Reading text:

■ ■ ■ ■

Silybin Improves Acute Kidney Injury by Regulating HDAC6/NF-κB/NLRP3 Signaling to Reduce Inflammation and Ferroptosis

Inflammation and Ferroptosis play a crucial role in cisplatin (CP)-induced acute kidney injury (AKI). Silybin (SYB), a polyphenolic flavonoid, has shown renal protective effects, but its underlying mechanisms remain unclear. CP-induced HK-2 cell and mouse AKI models were used to explore the role of SYB. CCK-8, Lactate Dehydrogenase release, flow cytometry, and calcein/PI staining, were performed to evaluate cell viability, proliferation, and Apoptosis. Oxidative stress and Ferroptosis markers were measured, while renal function was assessed by serum creatinine and urea nitrogen. Mitochondrial ultrastructure was examined, and histological staining was conducted to analyze renal pathology and iron deposition. Western blotting detected HDAC6, NF-κB, NLRP3, and ferroptosis-related proteins expression. SYB treatment alleviated CP-induced mitochondrial damage, reduced Lactate Dehydrogenase release, inflammatory cytokines, oxidative stress, and Ferroptosis, and improved proliferation and viability in HK-2 cells. In mice, 100 mg/kg SYB decreased serum creatinine, urea nitrogen, and cytokine levels, while ameliorating renal tissue injury. Mechanistically, SYB downregulated HDAC6 and inhibited NF-κB/NLRP3 activation, thereby suppressing Ferroptosis. Notably, overexpression of HDAC6 restored NF-κB/NLRP3 activity and attenuated the protective effects of SYB. In conclusion, SYB mitigates CP-induced AKI by reducing inflammation and Ferroptosis by modulating the HDAC6/NF-κB/NLRP3 pathway.

Acute kidney injury; HDAC6/NF-κB/NLRP3 pathway; cisplatin; ferroptosis; silybin.

■ ■ ■ ■

Data extracts:
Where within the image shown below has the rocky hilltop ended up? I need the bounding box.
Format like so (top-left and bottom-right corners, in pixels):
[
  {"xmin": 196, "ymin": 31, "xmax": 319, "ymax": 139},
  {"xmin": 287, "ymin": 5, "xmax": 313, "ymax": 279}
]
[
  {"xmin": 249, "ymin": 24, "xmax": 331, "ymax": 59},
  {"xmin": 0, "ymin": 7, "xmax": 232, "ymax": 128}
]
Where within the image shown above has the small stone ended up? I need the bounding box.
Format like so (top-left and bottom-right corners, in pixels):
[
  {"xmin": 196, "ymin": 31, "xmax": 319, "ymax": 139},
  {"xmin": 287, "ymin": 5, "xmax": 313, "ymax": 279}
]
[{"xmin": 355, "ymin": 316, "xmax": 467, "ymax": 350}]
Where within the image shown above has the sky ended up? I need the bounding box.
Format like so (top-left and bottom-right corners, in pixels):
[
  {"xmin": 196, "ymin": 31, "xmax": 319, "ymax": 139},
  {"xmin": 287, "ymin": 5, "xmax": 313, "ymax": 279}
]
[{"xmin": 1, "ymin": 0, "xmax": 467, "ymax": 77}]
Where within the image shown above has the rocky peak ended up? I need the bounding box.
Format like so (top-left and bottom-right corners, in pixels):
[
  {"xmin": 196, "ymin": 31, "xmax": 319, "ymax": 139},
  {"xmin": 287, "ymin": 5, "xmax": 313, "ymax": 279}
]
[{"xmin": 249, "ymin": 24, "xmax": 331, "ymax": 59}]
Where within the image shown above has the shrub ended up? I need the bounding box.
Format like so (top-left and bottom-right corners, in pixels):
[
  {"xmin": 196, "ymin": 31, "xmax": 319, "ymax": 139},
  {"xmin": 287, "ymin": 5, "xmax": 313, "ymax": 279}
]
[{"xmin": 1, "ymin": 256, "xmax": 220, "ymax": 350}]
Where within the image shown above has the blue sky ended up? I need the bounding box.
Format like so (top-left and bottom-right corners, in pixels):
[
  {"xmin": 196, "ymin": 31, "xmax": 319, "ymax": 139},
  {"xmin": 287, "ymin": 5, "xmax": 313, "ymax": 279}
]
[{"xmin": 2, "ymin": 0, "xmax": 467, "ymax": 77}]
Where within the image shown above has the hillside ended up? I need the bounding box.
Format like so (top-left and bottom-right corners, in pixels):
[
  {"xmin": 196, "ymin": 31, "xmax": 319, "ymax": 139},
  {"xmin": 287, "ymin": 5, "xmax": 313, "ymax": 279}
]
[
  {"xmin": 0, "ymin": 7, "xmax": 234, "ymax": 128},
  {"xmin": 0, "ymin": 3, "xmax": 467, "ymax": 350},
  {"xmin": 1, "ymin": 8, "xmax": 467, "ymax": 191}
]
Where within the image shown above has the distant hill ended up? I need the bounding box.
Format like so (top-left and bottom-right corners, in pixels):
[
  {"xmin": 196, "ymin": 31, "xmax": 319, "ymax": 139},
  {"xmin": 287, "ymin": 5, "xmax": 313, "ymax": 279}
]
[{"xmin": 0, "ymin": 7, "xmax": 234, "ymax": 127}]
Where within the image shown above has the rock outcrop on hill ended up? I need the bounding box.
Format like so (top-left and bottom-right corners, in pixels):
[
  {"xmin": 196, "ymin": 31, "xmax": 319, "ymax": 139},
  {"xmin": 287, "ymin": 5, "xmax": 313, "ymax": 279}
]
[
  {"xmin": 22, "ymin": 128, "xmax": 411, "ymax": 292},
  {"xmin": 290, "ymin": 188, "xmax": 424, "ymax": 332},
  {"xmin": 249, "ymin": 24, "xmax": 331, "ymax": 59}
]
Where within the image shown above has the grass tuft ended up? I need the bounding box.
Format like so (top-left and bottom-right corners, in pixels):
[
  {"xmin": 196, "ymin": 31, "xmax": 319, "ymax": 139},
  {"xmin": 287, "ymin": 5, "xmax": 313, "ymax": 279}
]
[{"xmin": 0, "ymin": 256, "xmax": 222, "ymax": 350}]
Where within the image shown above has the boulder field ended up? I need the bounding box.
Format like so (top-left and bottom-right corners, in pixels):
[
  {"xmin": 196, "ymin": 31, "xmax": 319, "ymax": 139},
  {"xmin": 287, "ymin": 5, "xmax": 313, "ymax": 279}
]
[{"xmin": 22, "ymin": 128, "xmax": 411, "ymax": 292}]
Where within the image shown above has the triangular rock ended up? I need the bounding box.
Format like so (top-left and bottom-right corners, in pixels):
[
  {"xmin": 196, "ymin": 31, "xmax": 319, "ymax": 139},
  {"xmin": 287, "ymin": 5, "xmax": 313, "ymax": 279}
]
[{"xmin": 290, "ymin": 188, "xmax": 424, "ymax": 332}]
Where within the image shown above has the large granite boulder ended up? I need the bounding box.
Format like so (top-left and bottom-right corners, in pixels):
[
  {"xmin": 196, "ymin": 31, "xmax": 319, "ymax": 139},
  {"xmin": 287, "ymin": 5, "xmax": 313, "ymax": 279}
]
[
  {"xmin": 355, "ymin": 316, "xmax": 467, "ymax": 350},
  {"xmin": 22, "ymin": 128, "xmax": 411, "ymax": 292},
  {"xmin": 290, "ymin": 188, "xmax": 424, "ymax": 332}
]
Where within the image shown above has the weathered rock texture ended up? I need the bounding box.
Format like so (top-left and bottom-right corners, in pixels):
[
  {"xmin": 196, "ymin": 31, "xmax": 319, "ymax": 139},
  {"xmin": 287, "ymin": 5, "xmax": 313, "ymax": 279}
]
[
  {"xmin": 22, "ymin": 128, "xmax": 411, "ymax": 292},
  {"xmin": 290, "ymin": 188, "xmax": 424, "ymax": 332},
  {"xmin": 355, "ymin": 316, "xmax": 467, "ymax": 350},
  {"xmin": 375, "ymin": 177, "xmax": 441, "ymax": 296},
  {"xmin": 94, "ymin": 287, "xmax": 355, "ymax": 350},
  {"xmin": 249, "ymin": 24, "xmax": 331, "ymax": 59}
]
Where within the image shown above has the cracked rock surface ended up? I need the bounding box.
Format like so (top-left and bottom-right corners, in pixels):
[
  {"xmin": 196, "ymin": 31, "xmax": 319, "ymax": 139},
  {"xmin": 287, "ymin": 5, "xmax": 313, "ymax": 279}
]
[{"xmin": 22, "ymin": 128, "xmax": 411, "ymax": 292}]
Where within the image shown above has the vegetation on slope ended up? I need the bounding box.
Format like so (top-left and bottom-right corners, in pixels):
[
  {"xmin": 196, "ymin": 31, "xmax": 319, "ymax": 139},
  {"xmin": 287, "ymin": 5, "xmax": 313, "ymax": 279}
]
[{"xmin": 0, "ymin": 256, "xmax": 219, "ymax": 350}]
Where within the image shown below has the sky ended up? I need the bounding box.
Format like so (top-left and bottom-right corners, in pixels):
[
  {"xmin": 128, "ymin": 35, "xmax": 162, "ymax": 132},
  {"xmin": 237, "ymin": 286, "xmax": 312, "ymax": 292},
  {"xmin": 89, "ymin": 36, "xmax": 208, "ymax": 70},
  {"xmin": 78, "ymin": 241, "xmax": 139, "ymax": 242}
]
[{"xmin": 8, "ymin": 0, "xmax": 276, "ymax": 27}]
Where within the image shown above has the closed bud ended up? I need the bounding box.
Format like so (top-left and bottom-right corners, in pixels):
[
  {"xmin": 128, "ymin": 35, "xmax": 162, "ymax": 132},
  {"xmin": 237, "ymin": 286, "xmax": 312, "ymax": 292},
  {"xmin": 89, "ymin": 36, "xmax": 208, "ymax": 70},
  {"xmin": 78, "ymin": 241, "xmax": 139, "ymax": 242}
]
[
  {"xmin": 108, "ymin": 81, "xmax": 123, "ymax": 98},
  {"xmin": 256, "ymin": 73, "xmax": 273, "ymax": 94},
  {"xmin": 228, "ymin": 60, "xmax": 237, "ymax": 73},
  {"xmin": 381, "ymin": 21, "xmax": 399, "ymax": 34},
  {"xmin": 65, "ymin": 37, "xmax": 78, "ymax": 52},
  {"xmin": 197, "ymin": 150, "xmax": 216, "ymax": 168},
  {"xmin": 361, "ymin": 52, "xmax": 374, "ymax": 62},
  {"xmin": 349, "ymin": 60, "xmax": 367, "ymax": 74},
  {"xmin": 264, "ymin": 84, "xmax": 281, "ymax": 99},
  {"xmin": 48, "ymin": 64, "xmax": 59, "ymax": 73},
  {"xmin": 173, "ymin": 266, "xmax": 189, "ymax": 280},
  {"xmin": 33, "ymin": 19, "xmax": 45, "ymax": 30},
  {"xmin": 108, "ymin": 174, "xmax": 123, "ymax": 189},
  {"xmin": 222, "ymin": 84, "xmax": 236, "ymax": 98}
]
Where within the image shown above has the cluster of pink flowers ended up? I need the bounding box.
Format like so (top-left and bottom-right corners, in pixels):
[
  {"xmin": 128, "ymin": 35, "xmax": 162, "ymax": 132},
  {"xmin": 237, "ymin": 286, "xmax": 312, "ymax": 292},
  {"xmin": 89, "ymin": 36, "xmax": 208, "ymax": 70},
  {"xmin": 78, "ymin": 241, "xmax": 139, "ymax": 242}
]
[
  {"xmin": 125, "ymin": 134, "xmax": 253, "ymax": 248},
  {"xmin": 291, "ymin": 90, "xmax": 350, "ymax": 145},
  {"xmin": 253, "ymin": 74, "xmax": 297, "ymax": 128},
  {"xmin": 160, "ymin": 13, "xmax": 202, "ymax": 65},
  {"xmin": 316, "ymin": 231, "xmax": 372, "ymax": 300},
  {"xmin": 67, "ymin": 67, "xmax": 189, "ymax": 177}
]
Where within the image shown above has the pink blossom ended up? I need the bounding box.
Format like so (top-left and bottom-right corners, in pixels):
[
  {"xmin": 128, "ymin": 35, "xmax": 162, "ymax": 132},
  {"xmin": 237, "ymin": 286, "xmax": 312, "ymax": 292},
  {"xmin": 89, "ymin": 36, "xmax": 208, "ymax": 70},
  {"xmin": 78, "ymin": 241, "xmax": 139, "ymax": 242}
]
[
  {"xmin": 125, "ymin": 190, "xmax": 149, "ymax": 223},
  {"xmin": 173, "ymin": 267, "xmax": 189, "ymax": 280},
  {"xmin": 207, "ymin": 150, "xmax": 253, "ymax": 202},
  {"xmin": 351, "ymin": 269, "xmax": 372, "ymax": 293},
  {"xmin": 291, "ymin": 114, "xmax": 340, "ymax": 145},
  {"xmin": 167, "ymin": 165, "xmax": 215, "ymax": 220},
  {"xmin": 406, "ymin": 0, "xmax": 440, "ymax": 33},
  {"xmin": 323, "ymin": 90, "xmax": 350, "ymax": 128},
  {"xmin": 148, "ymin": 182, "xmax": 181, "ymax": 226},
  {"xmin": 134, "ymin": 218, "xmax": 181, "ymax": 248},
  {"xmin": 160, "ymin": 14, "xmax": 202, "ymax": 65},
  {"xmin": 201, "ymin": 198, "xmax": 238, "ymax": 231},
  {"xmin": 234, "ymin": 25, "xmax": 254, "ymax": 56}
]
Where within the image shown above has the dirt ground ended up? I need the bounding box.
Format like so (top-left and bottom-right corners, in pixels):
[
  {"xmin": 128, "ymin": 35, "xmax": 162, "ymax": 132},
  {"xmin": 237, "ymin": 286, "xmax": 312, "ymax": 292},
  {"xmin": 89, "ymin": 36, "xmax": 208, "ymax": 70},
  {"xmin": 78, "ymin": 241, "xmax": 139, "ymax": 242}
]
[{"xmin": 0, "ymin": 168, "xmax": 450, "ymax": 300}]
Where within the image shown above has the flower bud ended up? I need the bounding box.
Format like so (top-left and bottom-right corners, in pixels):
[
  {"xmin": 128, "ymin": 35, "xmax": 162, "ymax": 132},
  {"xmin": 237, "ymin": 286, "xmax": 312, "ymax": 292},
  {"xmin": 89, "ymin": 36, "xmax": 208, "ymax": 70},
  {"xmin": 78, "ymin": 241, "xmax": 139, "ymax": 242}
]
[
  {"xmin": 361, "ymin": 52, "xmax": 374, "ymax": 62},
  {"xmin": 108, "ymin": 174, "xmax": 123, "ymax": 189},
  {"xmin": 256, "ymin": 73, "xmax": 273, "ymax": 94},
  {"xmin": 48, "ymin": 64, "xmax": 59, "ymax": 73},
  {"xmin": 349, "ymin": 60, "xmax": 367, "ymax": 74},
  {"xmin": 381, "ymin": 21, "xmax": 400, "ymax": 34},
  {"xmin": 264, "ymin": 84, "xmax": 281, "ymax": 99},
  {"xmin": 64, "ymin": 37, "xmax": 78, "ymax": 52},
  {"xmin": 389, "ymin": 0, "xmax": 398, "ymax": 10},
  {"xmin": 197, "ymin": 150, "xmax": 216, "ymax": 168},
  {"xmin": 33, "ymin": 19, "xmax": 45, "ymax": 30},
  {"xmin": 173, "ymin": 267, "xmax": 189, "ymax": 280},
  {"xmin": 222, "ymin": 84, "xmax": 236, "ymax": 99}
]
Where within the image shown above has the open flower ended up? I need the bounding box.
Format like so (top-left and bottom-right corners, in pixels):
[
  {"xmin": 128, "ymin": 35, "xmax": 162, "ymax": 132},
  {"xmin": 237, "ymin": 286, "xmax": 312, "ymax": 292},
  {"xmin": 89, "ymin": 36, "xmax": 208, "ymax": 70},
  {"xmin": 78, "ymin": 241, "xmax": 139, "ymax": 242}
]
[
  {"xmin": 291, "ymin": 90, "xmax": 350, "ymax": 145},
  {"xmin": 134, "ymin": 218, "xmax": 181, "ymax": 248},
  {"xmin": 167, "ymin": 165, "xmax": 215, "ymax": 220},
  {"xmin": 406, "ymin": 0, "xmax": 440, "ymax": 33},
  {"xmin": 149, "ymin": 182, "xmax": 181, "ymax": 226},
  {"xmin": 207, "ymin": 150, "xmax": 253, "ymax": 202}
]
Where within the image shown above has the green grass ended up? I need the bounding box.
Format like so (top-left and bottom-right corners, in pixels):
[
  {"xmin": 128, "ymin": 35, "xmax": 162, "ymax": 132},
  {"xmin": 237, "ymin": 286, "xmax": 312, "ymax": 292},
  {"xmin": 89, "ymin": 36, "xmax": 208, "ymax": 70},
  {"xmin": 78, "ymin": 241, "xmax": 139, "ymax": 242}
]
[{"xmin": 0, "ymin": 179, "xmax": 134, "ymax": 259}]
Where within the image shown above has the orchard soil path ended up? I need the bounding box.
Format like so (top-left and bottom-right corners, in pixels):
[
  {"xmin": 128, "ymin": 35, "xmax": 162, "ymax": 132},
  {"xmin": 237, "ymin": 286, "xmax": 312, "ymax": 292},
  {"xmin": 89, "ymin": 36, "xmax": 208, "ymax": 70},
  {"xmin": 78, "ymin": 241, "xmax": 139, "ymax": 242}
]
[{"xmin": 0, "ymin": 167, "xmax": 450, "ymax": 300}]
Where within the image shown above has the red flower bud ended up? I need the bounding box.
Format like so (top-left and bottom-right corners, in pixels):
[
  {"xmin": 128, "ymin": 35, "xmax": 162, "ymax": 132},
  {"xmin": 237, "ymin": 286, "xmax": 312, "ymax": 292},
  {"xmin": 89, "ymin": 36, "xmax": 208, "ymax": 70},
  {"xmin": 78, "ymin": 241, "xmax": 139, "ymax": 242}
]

■ ■ ■ ■

Task objective:
In the silybin and kidney injury abstract, what dose of silybin lowered serum creatinine and urea nitrogen in mice? The material has no role in this.

Response below:
100 mg/kg